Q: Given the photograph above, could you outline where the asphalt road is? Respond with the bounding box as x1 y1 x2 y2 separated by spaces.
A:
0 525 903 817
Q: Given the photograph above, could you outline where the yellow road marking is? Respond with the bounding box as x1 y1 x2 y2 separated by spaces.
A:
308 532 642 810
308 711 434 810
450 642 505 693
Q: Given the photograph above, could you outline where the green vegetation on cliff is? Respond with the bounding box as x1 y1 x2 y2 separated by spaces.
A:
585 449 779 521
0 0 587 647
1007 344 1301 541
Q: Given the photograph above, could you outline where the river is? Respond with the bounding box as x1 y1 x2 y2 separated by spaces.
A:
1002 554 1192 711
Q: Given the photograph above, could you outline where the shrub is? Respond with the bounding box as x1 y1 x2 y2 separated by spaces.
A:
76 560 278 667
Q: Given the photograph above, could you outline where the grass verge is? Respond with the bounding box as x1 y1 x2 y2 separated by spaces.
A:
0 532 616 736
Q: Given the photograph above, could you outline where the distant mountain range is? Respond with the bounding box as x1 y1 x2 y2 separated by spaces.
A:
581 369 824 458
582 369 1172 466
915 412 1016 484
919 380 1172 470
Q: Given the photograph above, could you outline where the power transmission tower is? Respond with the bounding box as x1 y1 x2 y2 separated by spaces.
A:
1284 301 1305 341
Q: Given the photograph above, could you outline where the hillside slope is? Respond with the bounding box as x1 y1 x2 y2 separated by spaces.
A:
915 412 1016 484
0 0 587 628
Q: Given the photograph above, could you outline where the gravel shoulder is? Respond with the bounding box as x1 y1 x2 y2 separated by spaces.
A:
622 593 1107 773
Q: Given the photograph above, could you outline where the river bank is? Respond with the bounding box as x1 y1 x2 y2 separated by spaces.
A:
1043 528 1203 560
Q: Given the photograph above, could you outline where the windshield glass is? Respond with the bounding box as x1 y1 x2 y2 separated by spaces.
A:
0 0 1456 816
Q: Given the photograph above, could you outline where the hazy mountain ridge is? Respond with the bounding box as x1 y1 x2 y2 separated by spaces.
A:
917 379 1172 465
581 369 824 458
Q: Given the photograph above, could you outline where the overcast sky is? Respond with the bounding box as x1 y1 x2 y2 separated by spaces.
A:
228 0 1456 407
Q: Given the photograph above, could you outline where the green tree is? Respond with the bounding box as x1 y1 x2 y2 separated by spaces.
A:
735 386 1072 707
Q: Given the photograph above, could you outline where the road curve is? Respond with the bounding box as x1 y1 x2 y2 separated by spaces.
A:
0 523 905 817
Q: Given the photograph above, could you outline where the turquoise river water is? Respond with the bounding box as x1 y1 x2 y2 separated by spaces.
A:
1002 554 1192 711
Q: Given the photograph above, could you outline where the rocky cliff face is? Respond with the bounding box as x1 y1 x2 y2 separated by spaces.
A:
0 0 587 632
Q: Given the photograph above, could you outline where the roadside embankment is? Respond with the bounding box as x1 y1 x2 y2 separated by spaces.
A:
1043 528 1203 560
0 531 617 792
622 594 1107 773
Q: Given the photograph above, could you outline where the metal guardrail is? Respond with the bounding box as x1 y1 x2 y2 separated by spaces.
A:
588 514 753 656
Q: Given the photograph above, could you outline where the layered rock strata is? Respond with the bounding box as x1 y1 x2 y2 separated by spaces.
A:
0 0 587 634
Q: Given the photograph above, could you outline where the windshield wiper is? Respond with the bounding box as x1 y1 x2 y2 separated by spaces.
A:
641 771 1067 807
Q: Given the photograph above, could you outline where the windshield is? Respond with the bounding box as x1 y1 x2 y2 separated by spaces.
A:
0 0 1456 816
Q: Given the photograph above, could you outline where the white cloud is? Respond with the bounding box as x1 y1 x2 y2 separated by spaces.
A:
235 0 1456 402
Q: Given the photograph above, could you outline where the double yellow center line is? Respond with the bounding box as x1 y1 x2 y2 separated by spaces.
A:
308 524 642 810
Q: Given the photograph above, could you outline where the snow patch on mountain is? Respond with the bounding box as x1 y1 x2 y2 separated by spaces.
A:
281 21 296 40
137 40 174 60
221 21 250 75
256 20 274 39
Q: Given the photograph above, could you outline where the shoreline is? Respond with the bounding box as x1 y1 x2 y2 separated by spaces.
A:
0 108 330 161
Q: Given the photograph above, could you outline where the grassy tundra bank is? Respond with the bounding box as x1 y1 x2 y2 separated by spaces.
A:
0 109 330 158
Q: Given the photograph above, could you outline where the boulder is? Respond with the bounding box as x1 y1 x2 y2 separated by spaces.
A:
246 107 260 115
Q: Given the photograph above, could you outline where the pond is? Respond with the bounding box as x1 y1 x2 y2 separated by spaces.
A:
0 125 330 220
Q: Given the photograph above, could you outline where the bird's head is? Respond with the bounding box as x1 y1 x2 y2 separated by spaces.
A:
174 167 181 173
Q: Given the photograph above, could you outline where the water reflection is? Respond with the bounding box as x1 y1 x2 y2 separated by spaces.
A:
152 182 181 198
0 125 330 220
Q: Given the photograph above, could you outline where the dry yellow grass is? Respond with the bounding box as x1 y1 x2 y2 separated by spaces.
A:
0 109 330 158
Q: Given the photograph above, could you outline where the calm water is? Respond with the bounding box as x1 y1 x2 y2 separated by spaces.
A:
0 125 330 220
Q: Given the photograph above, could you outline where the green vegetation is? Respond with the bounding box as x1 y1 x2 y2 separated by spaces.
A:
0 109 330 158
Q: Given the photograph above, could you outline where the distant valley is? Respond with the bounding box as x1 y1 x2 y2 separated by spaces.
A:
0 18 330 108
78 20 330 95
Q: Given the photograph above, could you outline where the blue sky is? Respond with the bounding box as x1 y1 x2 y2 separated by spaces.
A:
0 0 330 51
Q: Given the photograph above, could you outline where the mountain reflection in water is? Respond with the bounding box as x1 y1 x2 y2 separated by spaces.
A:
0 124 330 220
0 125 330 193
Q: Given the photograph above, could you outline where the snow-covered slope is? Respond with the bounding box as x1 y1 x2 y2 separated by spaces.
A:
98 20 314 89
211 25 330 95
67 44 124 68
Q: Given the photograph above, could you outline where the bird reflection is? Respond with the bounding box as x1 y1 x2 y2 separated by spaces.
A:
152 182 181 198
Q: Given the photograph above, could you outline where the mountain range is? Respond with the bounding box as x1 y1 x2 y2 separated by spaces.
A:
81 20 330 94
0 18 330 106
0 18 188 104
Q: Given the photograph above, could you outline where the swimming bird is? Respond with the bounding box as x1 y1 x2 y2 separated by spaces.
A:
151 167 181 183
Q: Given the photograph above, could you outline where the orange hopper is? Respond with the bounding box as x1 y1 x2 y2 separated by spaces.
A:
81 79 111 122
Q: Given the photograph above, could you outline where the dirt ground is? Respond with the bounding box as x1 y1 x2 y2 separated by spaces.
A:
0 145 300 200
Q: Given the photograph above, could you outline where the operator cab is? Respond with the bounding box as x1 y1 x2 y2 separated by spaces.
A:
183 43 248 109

▶ **EXERCISE**:
Convert every line of the entries above into a single numbered list, skipping any blank lines.

▶ **ANSWER FOR THE TASK**:
1. Q: Given the photograph above, could you outline where the asphalt road is? Respond with the bounding box as x1 y1 x2 y2 separated by spaces.
2. A:
3. 0 525 903 817
4. Q: Given the photograph above, could you outline where the yellow road marking is? Respond with the bounding box as x1 y1 x2 y2 separated by spaces.
5. A:
6. 308 532 642 810
7. 308 711 434 810
8. 450 642 505 693
9. Q: Given the photograph above, could you outline where the green vegetation on cliff is? Respond with the bounding box as x1 y1 x2 y2 separated by spaces.
10. A:
11. 585 449 779 521
12. 0 0 587 647
13. 1007 344 1301 541
14. Q: Given the photograph above, could you outline where the river is? Respond with the bounding box as x1 y1 x2 y2 separated by spaces.
15. A:
16. 1002 554 1192 711
17. Q: Given the photograph above, could you outline where the shrub is? Respond with the bounding box as x1 y1 x2 y2 separated by spaces.
18. A:
19. 76 560 278 667
20. Q: Given the photograph above, could you outline where the grass verge is? Respond with the bounding box as x1 y1 x2 y2 separated by spaces.
21. A:
22. 0 532 616 736
23. Q: Given the photograph above, could you outline where the distant mountain range is? Respond with the bounding box as x1 y1 x2 y2 separated by spaces.
24. A:
25. 581 369 824 458
26. 582 369 1172 466
27. 915 412 1016 484
28. 919 380 1172 470
29. Q: Given the photograph above, could you outline where the power transmission tower is? Respond with the bounding box as x1 y1 x2 y2 separated by spaces.
30. A:
31. 1284 301 1305 341
32. Q: Given the photograph above, could you outline where the hillside slope is? Respond with the bounding box as x1 y1 x2 y2 separated by spaces.
33. A:
34. 915 412 1016 484
35. 0 0 587 628
36. Q: Given the photograph above, could you outline where the gravel shoulder is? Respond with the bounding box as x1 y1 x2 y2 separated by spaces.
37. A:
38. 622 593 1107 773
39. Q: Given the photograph above, could you outline where the river bank is? Respond with the bounding box as x1 y1 x2 y2 separated by spaces.
40. A:
41. 1043 528 1203 560
42. Q: Given the photograph above, could you outline where the windshield glass is? Respond with the bounding box as x1 y1 x2 y2 separated by spaces.
43. A:
44. 0 0 1456 816
45. Q: Given the photograph above, could you outline where the hazy mountain ridge is? Respond with the bounding box as x1 y1 x2 y2 separated by spaces.
46. A:
47. 917 379 1172 465
48. 581 369 824 458
49. Q: Given the photograph above, could you outline where the overcast sky is? Respond with the bounding box as x1 y1 x2 y2 separated by spaces.
50. A:
51. 228 0 1456 407
52. Q: Given the photograph above, could you outline where the green tree is? Respond with the bounding box as x1 y1 x2 y2 separated by spaces.
53. A:
54. 735 386 1072 707
55. Q: Given the photograph above, could you outline where the road curve is? Respond with the bounding box as x1 y1 x2 y2 separated by spaces.
56. A:
57. 0 523 905 817
58. Q: Given the photograph above, could you outline where the turquoise river water is? Respond with the bounding box as x1 y1 x2 y2 separated by spaces.
59. A:
60. 1002 554 1192 711
61. Q: Given the photograph above, could you outline where the rocky cliff face is? Respond with the bounding box as x1 y1 x2 y2 separated by spaces.
62. A:
63. 0 0 587 632
64. Q: Given the photograph above, could you outline where the roadside embankment is? Respond with the bounding box as x1 y1 x2 y2 separated by spaces.
65. A:
66. 1043 528 1203 560
67. 0 531 617 792
68. 622 594 1107 773
69. Q: Given the photograph above, could you outline where the metal guardrail is? Respond with the bounding box as x1 y1 x2 y2 separated by spaces.
70. A:
71. 588 514 753 656
72. Q: Given the photograph above, could you outline where the layered rock strata is? Respond with the bounding box as x1 y1 x2 y2 separated by spaces.
73. A:
74. 0 0 587 634
75. Q: Given the photograph above, could you outline where the windshield wiper is? Respond with the bounding box as x1 y1 x2 y2 separated by spaces.
76. A:
77. 641 771 1067 807
78. Q: Given the photograph above, could you outline where the windshield is? Respond with the bounding box as x1 y1 x2 y2 separated by spaces.
79. A:
80. 0 0 1456 816
81. Q: Given the photograph above, could you outline where the white cloud is? Respond with the bounding box as x1 y1 x2 y2 separated by spaces.
82. A:
83. 235 0 1456 402
84. Q: Given the photograph above, could you outline where the double yellow center line is? Respond with the bounding box as x1 y1 x2 y2 separated by spaces.
85. A:
86. 308 524 642 810
87. Q: Given the photograph above, could you outline where the snow patch on mountain is? Respond with the bounding box as x1 y1 x2 y2 separated by spaces.
88. A:
89. 281 21 296 40
90. 137 40 174 60
91. 221 21 250 75
92. 256 20 274 39
93. Q: Given the photograph above, could you outline where the shoreline is? Respond with the bounding box as x1 y1 x2 y2 separated by spaces.
94. A:
95. 0 108 330 161
96. Q: Given the photograph above, could you outline where the grassy tundra bank is? Respond with the bounding box as x1 y1 x2 y2 separated by spaces.
97. A:
98. 0 109 330 158
99. Q: Given the photograph above, could you outline where the boulder is? Respond with the bounding box as x1 y1 x2 y2 separated by spaces.
100. A:
101. 246 107 260 115
102. Q: Given the photograph above, could you outline where the pond is? Respond with the bounding box as x1 y1 x2 y2 separated by spaces.
103. A:
104. 0 125 330 220
105. Q: Given the photograph above, could you outline where the bird's head is? Respond with the bounding box as x1 y1 x2 y2 separated by spaces.
106. A:
107. 174 167 181 173
108. Q: Given the photograph above, could you outline where the water reflection is? Respond with the bounding box as x1 y1 x2 y2 separated by spaces.
109. A:
110. 152 182 181 198
111. 0 125 330 220
112. Q: Given the photograph above, could you outline where the dry yellow grass is? Respond with the bounding box as x1 y1 x2 y2 separated by spaces.
113. A:
114. 0 109 330 158
115. Q: Given the photograph above, could you outline where the calm water is? Respond with the bounding box as x1 y1 x2 y2 separated by spaces.
116. A:
117. 0 125 330 220
118. Q: Given the photograph above, could you outline where the green vegetation is? Respond with the bounding box as x1 y1 x2 y2 separated by spaces.
119. A:
120. 0 109 330 158
121. Q: Given the photograph above, could you outline where the distant valley is? Respond with the bounding box as x1 y1 x2 y2 separated by spaces.
122. A:
123. 0 18 330 108
124. 78 20 330 95
125. Q: Given the photograph above, could you outline where the blue sky is? Respond with the bounding box as x1 y1 x2 y2 separated by spaces.
126. A:
127. 0 0 330 51
128. Q: Given the photograph above, could you outline where the mountain reflection in water is? Respond with the bounding box as x1 y1 x2 y2 separated by spaces.
129. A:
130. 0 124 330 220
131. 0 125 330 193
132. Q: Given the photograph above, could you outline where the snow-covered slope is? Respond with the bounding box as x1 y1 x2 y2 separated by spaces.
133. A:
134. 98 20 314 89
135. 211 25 330 95
136. 67 44 124 68
137. Q: Given the photograph above, could you outline where the bird reflection is? Respond with the bounding box as x1 y1 x2 y2 separated by spaces.
138. A:
139. 152 182 181 198
140. Q: Given the photograph above, could you outline where the mountain range is? Respond with the bounding box as x1 y1 x2 y2 separated by spaces.
141. A:
142. 81 20 330 94
143. 0 18 330 106
144. 0 18 188 104
145. Q: Given the photograph above, could you outline where the swimming bird is? Respond with the bounding box as x1 y1 x2 y2 separated by spaces.
146. A:
147. 151 167 181 183
148. Q: Given the photograph above, could you outline where the orange hopper is? Respond with the bounding box as x1 y1 x2 y2 separated by spaces.
149. A:
150. 81 79 111 122
151. Q: Given the photograph above, could you outline where the dirt ground is? Respond with the bounding box as x1 y1 x2 y2 separated by spaces.
152. A:
153. 0 145 300 200
154. Q: Given the photograph above, could you outline where the operator cab is? Respond with the bounding box as x1 y1 x2 y2 separated by spaces.
155. A:
156. 183 43 248 109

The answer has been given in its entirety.